┌─ Study text
“Anatomy is destiny.”
The intricacies of Head and Neck anatomy fascinate me. As my schedule has permitted, I have spent a few afternoons every fall helping the first-year medical students explore this remarkable anatomy.
A recent article
in the October 2007 issue of the Bulletin of the American College of Surgeons
describes the participation of volunteer surgeons in the first-year anatomy course at the Uniformed Services University of the Health Sciences (USUHS) in Bethesda, Md. Having surgeons in the dissection lab helps students see how the anatomy relates to diseases. The Medical College of Wisconsin anatomy course also includes clinicians whenever possible.
Working with medical students in the anatomy lab is a humbling experience for me for several reasons: First, the anatomy is wonderfully complex yet remarkably unwavering.
Each time I enter the anatomy laboratory, I marvel again how each nerve, muscle, vessel, and structure courses above, below, behind, or around the others in dissection after dissection. Anomalies do occur, but they are rare and noteworthy. Second, I learn each year how little I know.
└─
┌─ Available data
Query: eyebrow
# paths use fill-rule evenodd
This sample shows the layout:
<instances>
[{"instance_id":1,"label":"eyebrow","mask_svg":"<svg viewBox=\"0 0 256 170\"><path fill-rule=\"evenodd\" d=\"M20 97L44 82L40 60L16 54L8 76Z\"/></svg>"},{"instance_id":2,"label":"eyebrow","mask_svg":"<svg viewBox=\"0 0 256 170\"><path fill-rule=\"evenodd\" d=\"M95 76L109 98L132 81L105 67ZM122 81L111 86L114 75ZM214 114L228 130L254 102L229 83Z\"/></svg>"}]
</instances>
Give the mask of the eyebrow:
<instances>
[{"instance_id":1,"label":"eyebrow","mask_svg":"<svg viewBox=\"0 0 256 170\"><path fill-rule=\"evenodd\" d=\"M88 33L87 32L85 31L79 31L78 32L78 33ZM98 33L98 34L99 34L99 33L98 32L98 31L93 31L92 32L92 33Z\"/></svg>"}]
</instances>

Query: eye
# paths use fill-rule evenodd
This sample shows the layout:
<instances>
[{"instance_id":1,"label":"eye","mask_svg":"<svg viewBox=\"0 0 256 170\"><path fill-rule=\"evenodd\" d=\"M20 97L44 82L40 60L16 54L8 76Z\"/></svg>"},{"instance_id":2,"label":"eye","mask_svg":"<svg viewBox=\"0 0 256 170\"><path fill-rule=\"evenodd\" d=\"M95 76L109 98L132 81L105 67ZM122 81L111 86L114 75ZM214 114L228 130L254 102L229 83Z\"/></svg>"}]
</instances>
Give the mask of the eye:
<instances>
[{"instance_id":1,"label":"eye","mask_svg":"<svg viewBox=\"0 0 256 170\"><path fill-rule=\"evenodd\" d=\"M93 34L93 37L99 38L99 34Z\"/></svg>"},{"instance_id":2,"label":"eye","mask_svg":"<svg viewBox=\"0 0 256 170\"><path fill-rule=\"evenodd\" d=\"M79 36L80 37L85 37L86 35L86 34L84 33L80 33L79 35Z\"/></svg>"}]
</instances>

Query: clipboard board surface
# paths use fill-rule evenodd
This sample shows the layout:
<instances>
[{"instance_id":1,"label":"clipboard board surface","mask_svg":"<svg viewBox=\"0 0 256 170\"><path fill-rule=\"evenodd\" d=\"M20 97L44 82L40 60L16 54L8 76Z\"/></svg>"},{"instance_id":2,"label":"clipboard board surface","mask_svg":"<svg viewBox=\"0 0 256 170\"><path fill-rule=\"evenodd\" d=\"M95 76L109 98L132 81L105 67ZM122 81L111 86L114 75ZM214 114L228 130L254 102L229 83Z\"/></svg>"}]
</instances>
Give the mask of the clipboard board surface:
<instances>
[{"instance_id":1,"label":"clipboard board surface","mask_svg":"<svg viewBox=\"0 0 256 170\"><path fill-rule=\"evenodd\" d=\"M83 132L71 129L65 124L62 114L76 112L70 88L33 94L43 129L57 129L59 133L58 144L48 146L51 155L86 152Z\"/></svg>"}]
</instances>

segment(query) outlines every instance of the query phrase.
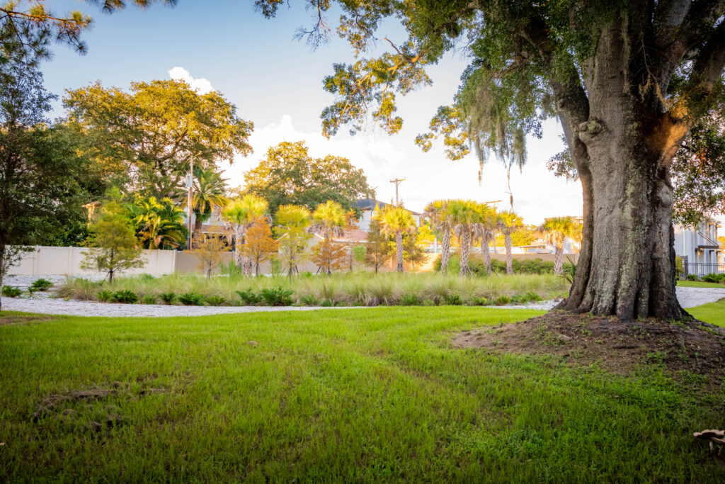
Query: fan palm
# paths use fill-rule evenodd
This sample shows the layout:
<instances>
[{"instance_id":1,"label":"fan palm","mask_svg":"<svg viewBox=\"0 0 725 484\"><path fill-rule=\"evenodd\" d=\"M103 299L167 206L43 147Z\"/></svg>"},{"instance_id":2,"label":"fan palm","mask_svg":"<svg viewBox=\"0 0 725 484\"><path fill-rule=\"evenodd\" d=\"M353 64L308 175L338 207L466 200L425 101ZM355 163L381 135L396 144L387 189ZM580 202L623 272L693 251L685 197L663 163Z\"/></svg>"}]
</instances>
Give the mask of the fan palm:
<instances>
[{"instance_id":1,"label":"fan palm","mask_svg":"<svg viewBox=\"0 0 725 484\"><path fill-rule=\"evenodd\" d=\"M471 274L468 254L473 232L481 223L480 204L473 200L453 200L447 205L453 231L460 242L460 275Z\"/></svg>"},{"instance_id":2,"label":"fan palm","mask_svg":"<svg viewBox=\"0 0 725 484\"><path fill-rule=\"evenodd\" d=\"M448 261L451 256L451 223L450 213L446 207L451 200L434 200L428 204L423 216L431 222L431 226L441 234L441 272L448 271Z\"/></svg>"},{"instance_id":3,"label":"fan palm","mask_svg":"<svg viewBox=\"0 0 725 484\"><path fill-rule=\"evenodd\" d=\"M214 210L226 206L229 199L225 196L226 179L214 170L194 170L194 192L191 208L196 219L194 231L202 228L202 223L209 220Z\"/></svg>"},{"instance_id":4,"label":"fan palm","mask_svg":"<svg viewBox=\"0 0 725 484\"><path fill-rule=\"evenodd\" d=\"M234 237L234 263L241 267L245 276L252 272L252 261L242 252L244 234L255 221L263 217L268 207L267 200L253 194L230 200L222 210L222 217L231 225Z\"/></svg>"},{"instance_id":5,"label":"fan palm","mask_svg":"<svg viewBox=\"0 0 725 484\"><path fill-rule=\"evenodd\" d=\"M513 258L511 256L511 234L523 226L523 219L513 210L498 215L497 226L503 234L506 245L506 274L513 274Z\"/></svg>"},{"instance_id":6,"label":"fan palm","mask_svg":"<svg viewBox=\"0 0 725 484\"><path fill-rule=\"evenodd\" d=\"M536 234L547 244L554 245L554 274L563 274L564 241L567 238L581 240L581 224L574 221L573 217L555 217L536 227Z\"/></svg>"},{"instance_id":7,"label":"fan palm","mask_svg":"<svg viewBox=\"0 0 725 484\"><path fill-rule=\"evenodd\" d=\"M498 221L496 209L486 204L478 205L478 223L473 228L473 234L481 240L481 255L486 264L486 271L491 275L491 254L489 242L495 239L496 224Z\"/></svg>"},{"instance_id":8,"label":"fan palm","mask_svg":"<svg viewBox=\"0 0 725 484\"><path fill-rule=\"evenodd\" d=\"M302 258L307 239L312 237L307 230L311 223L312 214L301 205L281 205L275 214L275 232L279 236L282 262L290 280L294 272L299 272L297 263Z\"/></svg>"},{"instance_id":9,"label":"fan palm","mask_svg":"<svg viewBox=\"0 0 725 484\"><path fill-rule=\"evenodd\" d=\"M312 212L312 224L310 230L321 231L326 240L333 236L340 237L344 234L347 224L347 212L337 202L328 200L320 203Z\"/></svg>"},{"instance_id":10,"label":"fan palm","mask_svg":"<svg viewBox=\"0 0 725 484\"><path fill-rule=\"evenodd\" d=\"M395 237L396 258L397 267L396 271L404 272L403 267L403 232L413 233L415 231L415 220L410 210L405 210L402 205L385 205L380 213L378 221L383 231Z\"/></svg>"},{"instance_id":11,"label":"fan palm","mask_svg":"<svg viewBox=\"0 0 725 484\"><path fill-rule=\"evenodd\" d=\"M131 221L144 248L177 247L186 239L188 231L184 226L183 210L170 198L157 200L137 198L129 207Z\"/></svg>"}]
</instances>

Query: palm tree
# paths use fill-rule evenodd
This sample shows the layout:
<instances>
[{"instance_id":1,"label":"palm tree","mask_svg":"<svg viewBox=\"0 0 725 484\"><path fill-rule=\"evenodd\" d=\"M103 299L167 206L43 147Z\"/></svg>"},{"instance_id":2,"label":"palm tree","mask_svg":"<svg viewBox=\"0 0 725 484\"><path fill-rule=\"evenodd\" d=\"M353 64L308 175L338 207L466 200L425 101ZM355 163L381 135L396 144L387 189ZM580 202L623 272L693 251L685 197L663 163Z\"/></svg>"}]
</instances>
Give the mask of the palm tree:
<instances>
[{"instance_id":1,"label":"palm tree","mask_svg":"<svg viewBox=\"0 0 725 484\"><path fill-rule=\"evenodd\" d=\"M511 256L511 234L523 226L523 219L513 210L502 212L498 215L497 226L505 237L506 274L511 275L513 274L513 258Z\"/></svg>"},{"instance_id":2,"label":"palm tree","mask_svg":"<svg viewBox=\"0 0 725 484\"><path fill-rule=\"evenodd\" d=\"M129 212L144 248L177 247L188 234L183 222L183 210L170 198L137 197Z\"/></svg>"},{"instance_id":3,"label":"palm tree","mask_svg":"<svg viewBox=\"0 0 725 484\"><path fill-rule=\"evenodd\" d=\"M413 233L415 231L415 220L413 214L403 208L402 205L395 206L385 205L381 210L380 224L383 231L395 237L396 256L397 267L396 271L405 272L403 267L403 232Z\"/></svg>"},{"instance_id":4,"label":"palm tree","mask_svg":"<svg viewBox=\"0 0 725 484\"><path fill-rule=\"evenodd\" d=\"M312 214L302 205L281 205L275 214L275 233L279 237L282 263L287 268L287 276L299 272L297 263L304 255L305 244L312 235L307 227L312 223Z\"/></svg>"},{"instance_id":5,"label":"palm tree","mask_svg":"<svg viewBox=\"0 0 725 484\"><path fill-rule=\"evenodd\" d=\"M453 225L453 231L460 242L460 275L471 274L468 253L473 232L481 222L480 204L473 200L453 200L448 204L447 211Z\"/></svg>"},{"instance_id":6,"label":"palm tree","mask_svg":"<svg viewBox=\"0 0 725 484\"><path fill-rule=\"evenodd\" d=\"M431 226L441 234L441 272L448 271L448 261L451 256L451 223L450 213L446 207L451 200L434 200L428 204L423 216L431 222Z\"/></svg>"},{"instance_id":7,"label":"palm tree","mask_svg":"<svg viewBox=\"0 0 725 484\"><path fill-rule=\"evenodd\" d=\"M312 224L310 230L321 231L326 239L333 236L340 237L345 233L345 226L347 225L347 212L337 202L328 200L320 203L312 212Z\"/></svg>"},{"instance_id":8,"label":"palm tree","mask_svg":"<svg viewBox=\"0 0 725 484\"><path fill-rule=\"evenodd\" d=\"M496 224L498 221L496 209L484 203L478 204L478 223L473 228L473 234L481 240L481 255L486 264L486 271L491 275L491 254L489 242L495 240Z\"/></svg>"},{"instance_id":9,"label":"palm tree","mask_svg":"<svg viewBox=\"0 0 725 484\"><path fill-rule=\"evenodd\" d=\"M191 208L196 219L194 224L194 232L201 229L202 223L209 220L214 210L225 207L229 203L226 197L226 179L213 169L194 170L194 194L191 197Z\"/></svg>"},{"instance_id":10,"label":"palm tree","mask_svg":"<svg viewBox=\"0 0 725 484\"><path fill-rule=\"evenodd\" d=\"M324 234L325 240L322 242L324 245L318 248L326 247L332 250L332 237L342 236L345 233L347 225L347 211L337 202L328 200L318 205L312 213L312 224L310 229L314 232L321 231ZM332 274L329 268L326 272Z\"/></svg>"},{"instance_id":11,"label":"palm tree","mask_svg":"<svg viewBox=\"0 0 725 484\"><path fill-rule=\"evenodd\" d=\"M581 239L581 224L574 221L573 217L555 217L536 227L536 234L547 244L554 245L554 274L563 274L564 241L567 238Z\"/></svg>"},{"instance_id":12,"label":"palm tree","mask_svg":"<svg viewBox=\"0 0 725 484\"><path fill-rule=\"evenodd\" d=\"M244 257L242 253L244 233L255 221L265 216L268 206L267 200L261 197L246 194L230 200L222 210L222 217L231 224L234 234L234 263L241 267L247 276L252 272L252 261Z\"/></svg>"}]
</instances>

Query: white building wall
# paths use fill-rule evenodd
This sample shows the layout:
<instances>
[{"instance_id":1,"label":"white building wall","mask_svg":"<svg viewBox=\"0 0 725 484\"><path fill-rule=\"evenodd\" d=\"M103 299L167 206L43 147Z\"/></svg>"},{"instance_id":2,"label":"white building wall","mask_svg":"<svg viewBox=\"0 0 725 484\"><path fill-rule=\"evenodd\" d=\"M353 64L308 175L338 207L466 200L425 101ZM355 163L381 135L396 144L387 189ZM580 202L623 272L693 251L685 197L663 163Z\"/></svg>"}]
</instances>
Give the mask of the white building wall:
└─
● Tasks to carry out
**a.** According to the anatomy text, where did the article about volunteer surgeons appear?
**b.** Condense the paragraph of the anatomy text that begins "The intricacies of Head and Neck anatomy" into a single shorter sentence that keeps its main facts.
**c.** Transcribe the anatomy text between "A recent article" and "clinicians whenever possible.", inclusive.
Use only the anatomy text for your answers.

● Task-by-task results
**a.** The October 2007 issue of the Bulletin of the American College of Surgeons.

**b.** The writer is fascinated by head and neck anatomy and, schedule permitting, spends a few afternoons each fall helping first-year medical students explore it.

**c.**
A recent article
in the October 2007 issue of the Bulletin of the American College of Surgeons
describes the participation of volunteer surgeons in the first-year anatomy course at the Uniformed Services University of the Health Sciences (USUHS) in Bethesda, Md. Having surgeons in the dissection lab helps students see how the anatomy relates to diseases. The Medical College of Wisconsin anatomy course also includes clinicians whenever possible.